-- Input data follows --

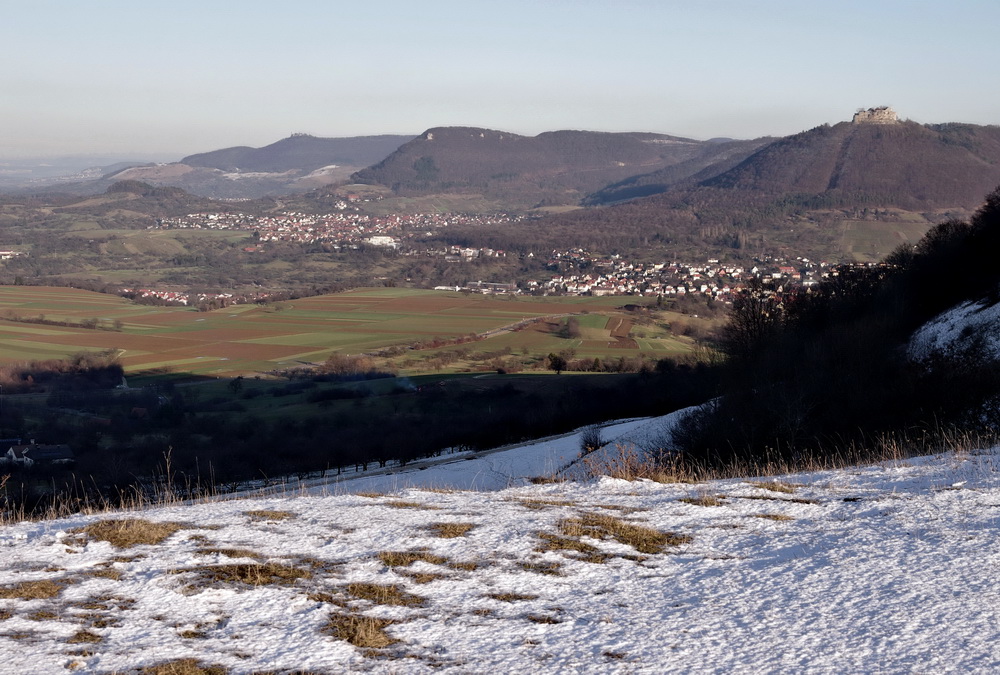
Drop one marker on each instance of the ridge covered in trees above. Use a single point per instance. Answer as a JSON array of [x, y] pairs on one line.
[[814, 371]]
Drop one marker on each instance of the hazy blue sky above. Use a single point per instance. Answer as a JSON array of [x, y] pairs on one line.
[[164, 79]]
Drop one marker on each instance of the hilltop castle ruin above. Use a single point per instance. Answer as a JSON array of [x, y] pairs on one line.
[[881, 115]]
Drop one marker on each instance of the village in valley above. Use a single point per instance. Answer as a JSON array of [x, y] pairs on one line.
[[574, 271]]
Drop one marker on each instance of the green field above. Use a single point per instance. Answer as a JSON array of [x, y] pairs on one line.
[[250, 339]]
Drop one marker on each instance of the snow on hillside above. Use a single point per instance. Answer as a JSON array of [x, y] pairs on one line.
[[887, 568], [955, 330], [509, 466]]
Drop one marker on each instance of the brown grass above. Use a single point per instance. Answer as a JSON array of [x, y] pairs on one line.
[[543, 503], [130, 532], [403, 504], [777, 486], [424, 577], [84, 637], [183, 667], [541, 567], [628, 463], [404, 558], [385, 594], [641, 538], [793, 500], [230, 552], [253, 574], [360, 631], [450, 530], [32, 590], [703, 500], [554, 542], [43, 615], [511, 597], [106, 573], [264, 514], [465, 565]]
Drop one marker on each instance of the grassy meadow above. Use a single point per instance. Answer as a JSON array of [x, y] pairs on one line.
[[250, 339]]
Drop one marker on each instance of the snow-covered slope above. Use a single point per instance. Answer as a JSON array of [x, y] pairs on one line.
[[970, 325], [887, 568]]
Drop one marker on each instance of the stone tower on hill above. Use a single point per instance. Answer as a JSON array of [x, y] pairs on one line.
[[881, 115]]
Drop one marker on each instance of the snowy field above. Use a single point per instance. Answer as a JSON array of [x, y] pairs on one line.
[[880, 569]]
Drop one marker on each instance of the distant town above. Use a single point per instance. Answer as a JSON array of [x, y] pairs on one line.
[[573, 271]]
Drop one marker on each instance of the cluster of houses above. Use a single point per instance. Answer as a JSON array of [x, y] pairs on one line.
[[28, 455], [344, 227], [193, 299], [583, 273]]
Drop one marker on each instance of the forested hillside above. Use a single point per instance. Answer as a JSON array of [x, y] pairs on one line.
[[825, 371]]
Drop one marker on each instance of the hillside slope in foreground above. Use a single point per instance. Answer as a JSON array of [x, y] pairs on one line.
[[887, 568]]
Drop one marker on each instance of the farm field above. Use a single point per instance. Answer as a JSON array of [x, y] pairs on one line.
[[250, 339]]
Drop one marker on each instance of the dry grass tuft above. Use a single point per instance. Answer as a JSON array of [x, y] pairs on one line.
[[265, 514], [546, 480], [425, 577], [106, 573], [703, 500], [43, 615], [183, 667], [641, 538], [628, 463], [403, 504], [230, 552], [404, 558], [84, 637], [541, 567], [32, 590], [554, 542], [253, 574], [793, 500], [130, 532], [360, 631], [385, 594], [193, 634], [777, 486], [543, 503], [450, 530], [511, 597]]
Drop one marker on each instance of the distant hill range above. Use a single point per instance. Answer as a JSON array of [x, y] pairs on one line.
[[550, 169], [853, 190], [292, 165], [300, 153]]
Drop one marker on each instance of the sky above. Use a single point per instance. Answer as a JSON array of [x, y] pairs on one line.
[[161, 80]]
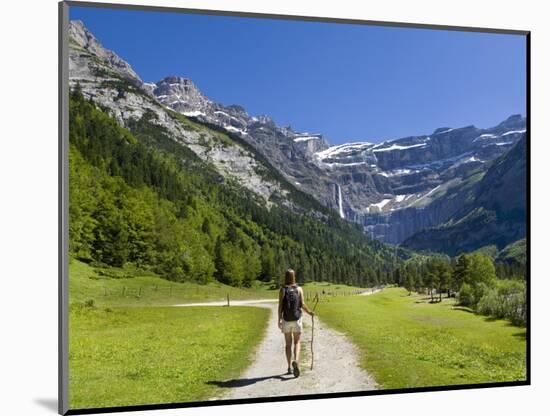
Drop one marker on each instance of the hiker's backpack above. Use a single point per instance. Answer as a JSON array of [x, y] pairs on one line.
[[292, 304]]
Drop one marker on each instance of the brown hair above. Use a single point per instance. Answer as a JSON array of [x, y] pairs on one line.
[[290, 277]]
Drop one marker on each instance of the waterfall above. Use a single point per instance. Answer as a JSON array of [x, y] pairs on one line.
[[340, 208]]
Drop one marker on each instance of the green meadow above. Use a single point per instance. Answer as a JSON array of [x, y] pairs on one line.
[[132, 356], [127, 346], [406, 341], [131, 287]]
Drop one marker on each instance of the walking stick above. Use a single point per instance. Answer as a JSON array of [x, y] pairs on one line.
[[313, 328]]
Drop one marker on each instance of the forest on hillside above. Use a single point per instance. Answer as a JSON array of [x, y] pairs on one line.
[[139, 198]]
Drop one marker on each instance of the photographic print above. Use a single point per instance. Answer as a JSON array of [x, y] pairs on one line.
[[273, 208]]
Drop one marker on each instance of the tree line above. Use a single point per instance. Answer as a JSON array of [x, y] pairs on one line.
[[472, 279], [139, 198]]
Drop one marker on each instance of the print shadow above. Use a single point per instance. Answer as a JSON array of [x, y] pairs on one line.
[[49, 404], [242, 382]]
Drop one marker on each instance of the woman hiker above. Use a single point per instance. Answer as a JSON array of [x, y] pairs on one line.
[[291, 303]]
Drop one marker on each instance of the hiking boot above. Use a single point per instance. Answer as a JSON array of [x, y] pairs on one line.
[[295, 369]]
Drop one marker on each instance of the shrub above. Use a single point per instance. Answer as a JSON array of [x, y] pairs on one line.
[[466, 295]]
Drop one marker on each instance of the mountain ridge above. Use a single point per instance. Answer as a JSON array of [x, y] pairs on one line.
[[391, 189]]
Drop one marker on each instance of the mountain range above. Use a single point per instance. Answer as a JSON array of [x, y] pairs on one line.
[[453, 190]]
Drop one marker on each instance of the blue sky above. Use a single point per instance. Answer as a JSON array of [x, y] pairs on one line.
[[348, 82]]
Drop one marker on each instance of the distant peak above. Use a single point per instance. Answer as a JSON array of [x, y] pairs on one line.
[[442, 130]]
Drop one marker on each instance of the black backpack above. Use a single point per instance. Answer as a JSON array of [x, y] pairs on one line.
[[292, 304]]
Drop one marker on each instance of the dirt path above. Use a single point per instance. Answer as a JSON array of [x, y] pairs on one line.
[[336, 367]]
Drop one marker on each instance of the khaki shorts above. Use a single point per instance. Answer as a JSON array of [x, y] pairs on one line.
[[292, 326]]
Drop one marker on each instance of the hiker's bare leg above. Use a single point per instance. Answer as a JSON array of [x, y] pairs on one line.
[[297, 347], [288, 348]]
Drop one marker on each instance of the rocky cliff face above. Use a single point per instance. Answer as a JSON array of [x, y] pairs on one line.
[[393, 189], [386, 187], [494, 212]]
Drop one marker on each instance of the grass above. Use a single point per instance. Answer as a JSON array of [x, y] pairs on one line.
[[132, 356], [407, 342], [135, 288], [127, 287]]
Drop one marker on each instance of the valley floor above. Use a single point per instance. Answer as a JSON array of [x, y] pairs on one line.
[[336, 366], [406, 341]]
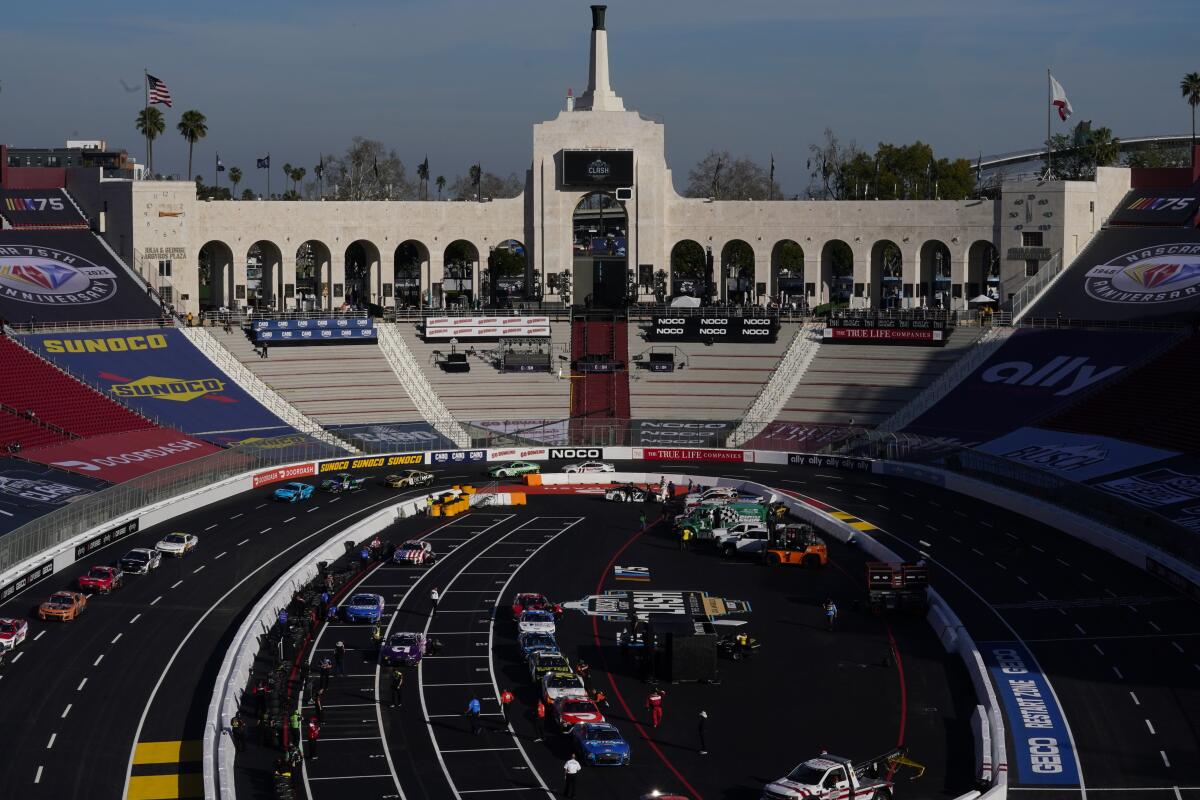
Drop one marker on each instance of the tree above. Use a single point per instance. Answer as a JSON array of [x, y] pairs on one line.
[[150, 125], [1191, 89], [721, 176], [193, 127]]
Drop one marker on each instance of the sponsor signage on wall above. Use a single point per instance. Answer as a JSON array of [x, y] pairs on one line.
[[718, 329], [612, 168], [285, 474]]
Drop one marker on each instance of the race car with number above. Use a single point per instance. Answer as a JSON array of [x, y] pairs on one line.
[[515, 469], [342, 482], [12, 632], [64, 606], [589, 467], [409, 479], [177, 545], [414, 552], [102, 579]]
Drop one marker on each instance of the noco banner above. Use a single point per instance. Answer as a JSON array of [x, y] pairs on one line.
[[717, 329], [598, 168]]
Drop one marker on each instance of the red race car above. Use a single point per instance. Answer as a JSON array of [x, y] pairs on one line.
[[102, 579], [533, 601]]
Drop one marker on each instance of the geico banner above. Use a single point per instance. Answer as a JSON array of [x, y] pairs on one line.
[[881, 335], [285, 474], [371, 462], [690, 453], [718, 329]]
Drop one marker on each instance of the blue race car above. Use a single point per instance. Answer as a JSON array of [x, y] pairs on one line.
[[599, 744], [363, 608], [537, 641], [293, 492]]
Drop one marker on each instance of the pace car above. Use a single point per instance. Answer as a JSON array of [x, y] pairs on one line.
[[12, 632], [293, 492], [178, 545], [535, 620], [402, 649], [514, 469], [599, 744], [141, 560], [543, 661], [341, 482], [625, 493], [102, 579], [589, 467], [557, 685], [532, 600], [414, 552], [570, 711], [409, 477], [537, 641], [63, 606], [363, 607]]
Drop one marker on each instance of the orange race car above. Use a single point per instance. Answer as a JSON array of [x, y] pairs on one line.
[[63, 606]]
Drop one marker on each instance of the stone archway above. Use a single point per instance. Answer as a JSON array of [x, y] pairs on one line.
[[787, 274], [216, 277], [887, 275], [411, 263], [315, 276], [934, 278], [361, 274], [264, 276]]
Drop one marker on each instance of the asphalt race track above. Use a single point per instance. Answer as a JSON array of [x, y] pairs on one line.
[[1120, 649]]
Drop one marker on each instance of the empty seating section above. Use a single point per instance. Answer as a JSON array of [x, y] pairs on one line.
[[334, 384], [489, 394], [1157, 404], [717, 382], [865, 384], [28, 383]]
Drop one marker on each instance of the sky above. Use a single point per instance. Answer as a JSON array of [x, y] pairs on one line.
[[463, 82]]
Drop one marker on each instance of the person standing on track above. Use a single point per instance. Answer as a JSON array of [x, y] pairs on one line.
[[654, 703], [570, 769]]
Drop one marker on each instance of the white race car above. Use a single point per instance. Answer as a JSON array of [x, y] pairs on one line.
[[535, 620], [589, 467], [414, 552], [178, 545], [12, 632]]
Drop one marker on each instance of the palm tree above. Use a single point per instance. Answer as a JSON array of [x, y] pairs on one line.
[[193, 127], [150, 125], [1191, 89]]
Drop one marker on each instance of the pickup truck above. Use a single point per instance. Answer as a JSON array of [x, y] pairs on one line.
[[832, 777]]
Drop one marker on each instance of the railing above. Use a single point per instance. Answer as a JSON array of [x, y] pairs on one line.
[[418, 386], [258, 389]]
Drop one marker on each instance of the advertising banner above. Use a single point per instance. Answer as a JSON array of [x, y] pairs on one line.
[[1129, 275], [1042, 749], [285, 474], [39, 208], [160, 374], [66, 276], [718, 329], [1075, 456], [118, 457], [28, 491], [1035, 373]]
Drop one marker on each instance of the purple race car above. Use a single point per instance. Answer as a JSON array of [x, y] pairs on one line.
[[403, 649]]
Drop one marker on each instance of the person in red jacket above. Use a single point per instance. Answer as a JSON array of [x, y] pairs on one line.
[[654, 703]]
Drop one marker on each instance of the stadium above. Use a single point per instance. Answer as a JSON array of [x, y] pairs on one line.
[[306, 499]]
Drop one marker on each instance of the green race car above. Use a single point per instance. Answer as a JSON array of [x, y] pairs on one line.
[[514, 469]]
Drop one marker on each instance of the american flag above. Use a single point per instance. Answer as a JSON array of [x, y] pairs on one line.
[[159, 91]]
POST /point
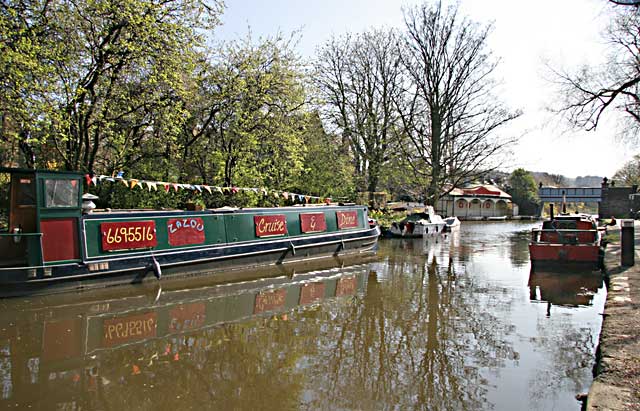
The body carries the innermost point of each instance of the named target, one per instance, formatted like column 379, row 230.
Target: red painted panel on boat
column 60, row 239
column 127, row 329
column 187, row 317
column 346, row 286
column 185, row 231
column 312, row 222
column 347, row 219
column 269, row 301
column 270, row 225
column 127, row 235
column 61, row 339
column 311, row 292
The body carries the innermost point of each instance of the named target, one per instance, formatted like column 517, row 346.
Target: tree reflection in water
column 417, row 340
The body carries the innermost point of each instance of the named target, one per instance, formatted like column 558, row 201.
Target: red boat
column 567, row 240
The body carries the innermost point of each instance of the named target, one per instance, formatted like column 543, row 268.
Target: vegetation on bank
column 142, row 86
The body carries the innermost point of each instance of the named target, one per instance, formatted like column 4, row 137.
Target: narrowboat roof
column 36, row 171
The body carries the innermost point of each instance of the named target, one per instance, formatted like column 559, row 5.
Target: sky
column 528, row 37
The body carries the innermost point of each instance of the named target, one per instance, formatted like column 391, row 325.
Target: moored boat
column 417, row 225
column 50, row 243
column 452, row 224
column 567, row 240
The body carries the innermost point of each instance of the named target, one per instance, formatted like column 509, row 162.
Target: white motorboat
column 418, row 224
column 452, row 224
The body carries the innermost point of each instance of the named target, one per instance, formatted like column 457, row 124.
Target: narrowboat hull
column 569, row 240
column 207, row 260
column 565, row 254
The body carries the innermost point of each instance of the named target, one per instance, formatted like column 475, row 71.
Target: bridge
column 570, row 194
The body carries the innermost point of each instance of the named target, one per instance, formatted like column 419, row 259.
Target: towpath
column 617, row 382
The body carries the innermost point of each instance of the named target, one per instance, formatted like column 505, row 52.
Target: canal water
column 447, row 323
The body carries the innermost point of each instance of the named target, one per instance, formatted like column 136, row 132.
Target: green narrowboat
column 50, row 243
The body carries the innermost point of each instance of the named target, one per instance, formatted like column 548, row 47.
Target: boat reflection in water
column 107, row 348
column 569, row 289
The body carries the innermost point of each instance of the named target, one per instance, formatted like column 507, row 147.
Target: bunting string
column 133, row 183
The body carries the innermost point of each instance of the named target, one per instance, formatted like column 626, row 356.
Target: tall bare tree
column 358, row 78
column 449, row 112
column 593, row 91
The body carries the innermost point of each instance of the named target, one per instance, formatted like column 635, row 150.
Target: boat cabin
column 39, row 217
column 569, row 228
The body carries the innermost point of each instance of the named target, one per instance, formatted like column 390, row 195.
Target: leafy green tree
column 523, row 191
column 246, row 126
column 328, row 170
column 105, row 76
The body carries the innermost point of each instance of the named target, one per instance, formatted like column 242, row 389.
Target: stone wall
column 616, row 202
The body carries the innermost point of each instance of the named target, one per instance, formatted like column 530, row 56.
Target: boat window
column 61, row 193
column 25, row 191
column 5, row 180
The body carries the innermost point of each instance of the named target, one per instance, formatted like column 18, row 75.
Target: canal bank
column 616, row 385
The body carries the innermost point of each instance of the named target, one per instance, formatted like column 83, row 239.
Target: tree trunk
column 433, row 191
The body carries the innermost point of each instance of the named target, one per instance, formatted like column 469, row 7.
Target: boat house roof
column 484, row 190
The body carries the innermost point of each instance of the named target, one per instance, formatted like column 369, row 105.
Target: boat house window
column 61, row 193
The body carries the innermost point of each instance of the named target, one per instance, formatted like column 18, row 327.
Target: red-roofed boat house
column 476, row 203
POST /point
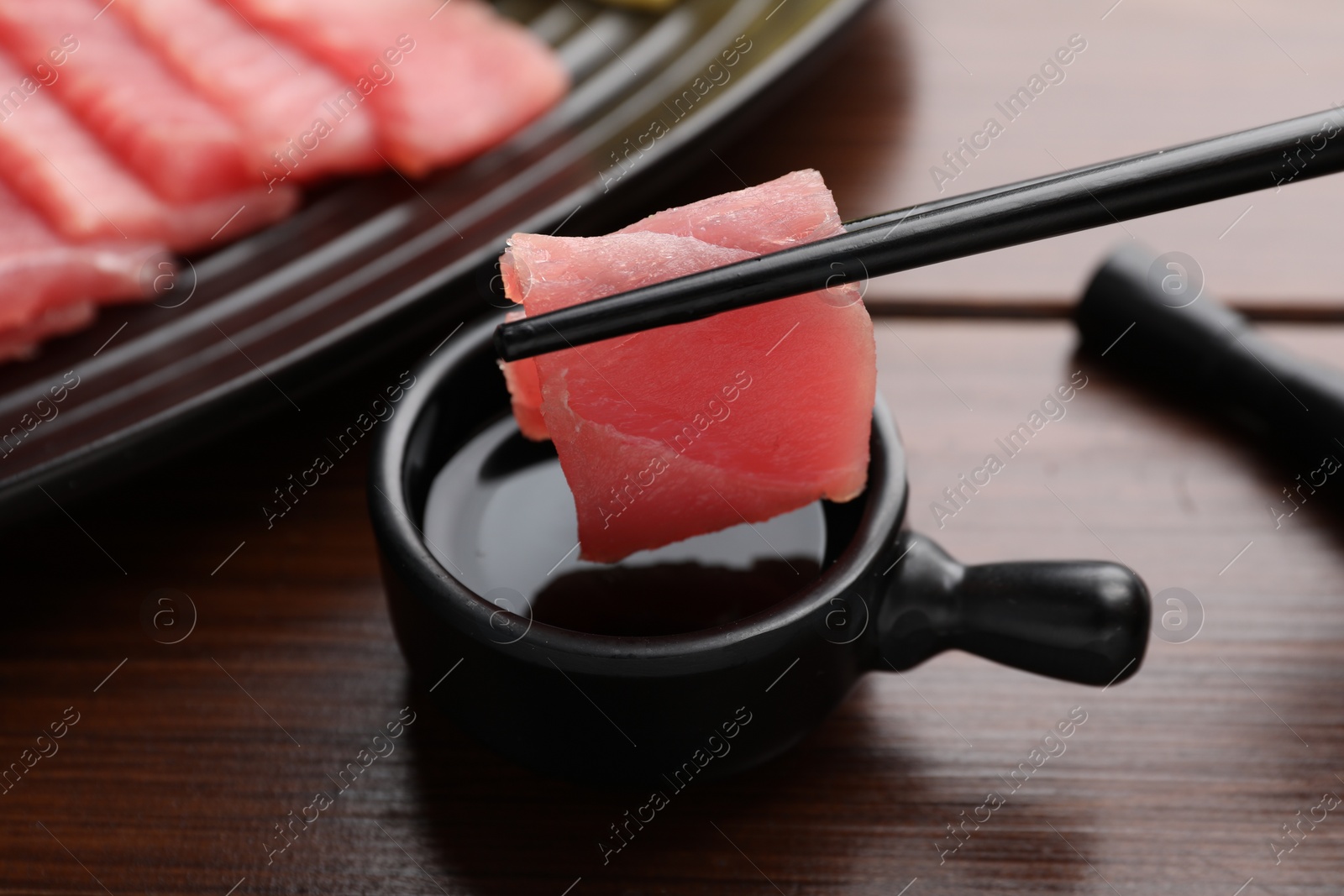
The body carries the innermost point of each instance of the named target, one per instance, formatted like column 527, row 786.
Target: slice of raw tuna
column 445, row 81
column 702, row 426
column 49, row 285
column 282, row 98
column 176, row 141
column 22, row 343
column 58, row 167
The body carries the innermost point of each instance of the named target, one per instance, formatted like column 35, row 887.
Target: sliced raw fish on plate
column 58, row 167
column 176, row 141
column 447, row 81
column 49, row 285
column 288, row 103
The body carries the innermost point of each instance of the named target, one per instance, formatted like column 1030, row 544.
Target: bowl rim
column 407, row 557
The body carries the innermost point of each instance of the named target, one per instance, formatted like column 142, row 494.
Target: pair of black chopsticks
column 1021, row 212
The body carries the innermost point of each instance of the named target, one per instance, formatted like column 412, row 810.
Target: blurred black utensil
column 1189, row 347
column 897, row 241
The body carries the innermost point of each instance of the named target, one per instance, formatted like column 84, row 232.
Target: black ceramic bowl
column 712, row 701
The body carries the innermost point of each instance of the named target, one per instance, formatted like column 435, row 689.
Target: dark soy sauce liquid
column 501, row 517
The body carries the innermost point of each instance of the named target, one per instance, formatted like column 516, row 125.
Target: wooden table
column 186, row 755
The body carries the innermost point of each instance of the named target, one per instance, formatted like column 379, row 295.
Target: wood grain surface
column 1179, row 781
column 186, row 755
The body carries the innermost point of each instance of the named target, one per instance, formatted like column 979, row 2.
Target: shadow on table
column 848, row 805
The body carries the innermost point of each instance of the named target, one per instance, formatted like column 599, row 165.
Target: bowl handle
column 1081, row 621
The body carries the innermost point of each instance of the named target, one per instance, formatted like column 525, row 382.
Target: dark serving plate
column 381, row 266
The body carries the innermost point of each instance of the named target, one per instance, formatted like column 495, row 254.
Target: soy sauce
column 501, row 517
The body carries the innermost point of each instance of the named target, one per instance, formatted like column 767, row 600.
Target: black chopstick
column 1093, row 196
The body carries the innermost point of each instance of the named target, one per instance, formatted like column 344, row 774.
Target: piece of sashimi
column 282, row 98
column 40, row 273
column 683, row 430
column 58, row 167
column 181, row 145
column 445, row 81
column 22, row 342
column 524, row 391
column 786, row 211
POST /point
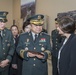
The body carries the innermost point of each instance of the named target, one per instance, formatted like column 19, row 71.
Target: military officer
column 6, row 45
column 34, row 50
column 57, row 42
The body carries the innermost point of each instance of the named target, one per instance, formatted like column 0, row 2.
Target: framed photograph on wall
column 27, row 8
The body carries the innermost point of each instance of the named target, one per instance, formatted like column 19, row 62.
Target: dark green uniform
column 6, row 48
column 34, row 65
column 57, row 42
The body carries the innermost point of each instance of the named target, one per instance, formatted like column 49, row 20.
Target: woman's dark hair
column 67, row 24
column 26, row 23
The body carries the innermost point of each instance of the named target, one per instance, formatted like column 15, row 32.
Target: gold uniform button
column 34, row 58
column 56, row 45
column 56, row 48
column 4, row 53
column 34, row 65
column 56, row 42
column 3, row 48
column 56, row 39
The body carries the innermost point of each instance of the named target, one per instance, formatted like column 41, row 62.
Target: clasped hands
column 35, row 54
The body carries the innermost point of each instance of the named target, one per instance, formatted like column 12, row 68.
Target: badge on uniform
column 26, row 48
column 27, row 40
column 8, row 44
column 42, row 48
column 42, row 40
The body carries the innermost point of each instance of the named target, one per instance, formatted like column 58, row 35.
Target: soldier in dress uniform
column 57, row 41
column 6, row 45
column 34, row 50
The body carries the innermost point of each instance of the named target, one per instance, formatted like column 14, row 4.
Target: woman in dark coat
column 16, row 65
column 67, row 53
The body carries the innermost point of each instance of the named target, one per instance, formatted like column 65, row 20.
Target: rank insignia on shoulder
column 42, row 48
column 26, row 48
column 42, row 40
column 8, row 44
column 27, row 40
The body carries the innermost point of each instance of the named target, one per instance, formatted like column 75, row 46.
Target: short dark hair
column 67, row 24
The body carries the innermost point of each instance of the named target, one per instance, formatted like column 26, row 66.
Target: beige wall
column 46, row 7
column 7, row 5
column 52, row 7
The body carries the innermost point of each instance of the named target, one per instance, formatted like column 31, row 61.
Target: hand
column 14, row 66
column 31, row 54
column 4, row 63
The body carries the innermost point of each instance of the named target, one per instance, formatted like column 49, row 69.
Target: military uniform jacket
column 34, row 66
column 6, row 46
column 67, row 65
column 57, row 42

-- Input data concluded --

About this task: Restate word for word the entries above, starting at the line with "Target: leafy green tree" and ending at the line with "469, row 7.", inclusive, and no others.

Finished exercise:
Target: leafy green tree
column 523, row 191
column 246, row 126
column 328, row 170
column 105, row 76
The body carries the innermost point of each instance of the named target, one per instance, formatted like column 242, row 389.
Target: stone wall
column 616, row 202
The body carries the innermost point of each instance of the named target, one per instance, formatted like column 530, row 56.
Target: boat window
column 61, row 193
column 25, row 191
column 5, row 180
The body carries the innermost point of each instance of the named target, one per instance, formatted like column 18, row 75.
Target: canal bank
column 616, row 385
The body carries the innermost point of each instance of the named target, one per instance, formatted like column 83, row 239.
Target: tree trunk
column 433, row 191
The body carries the innermost point of each instance of the named target, one per instance, formatted like column 469, row 7.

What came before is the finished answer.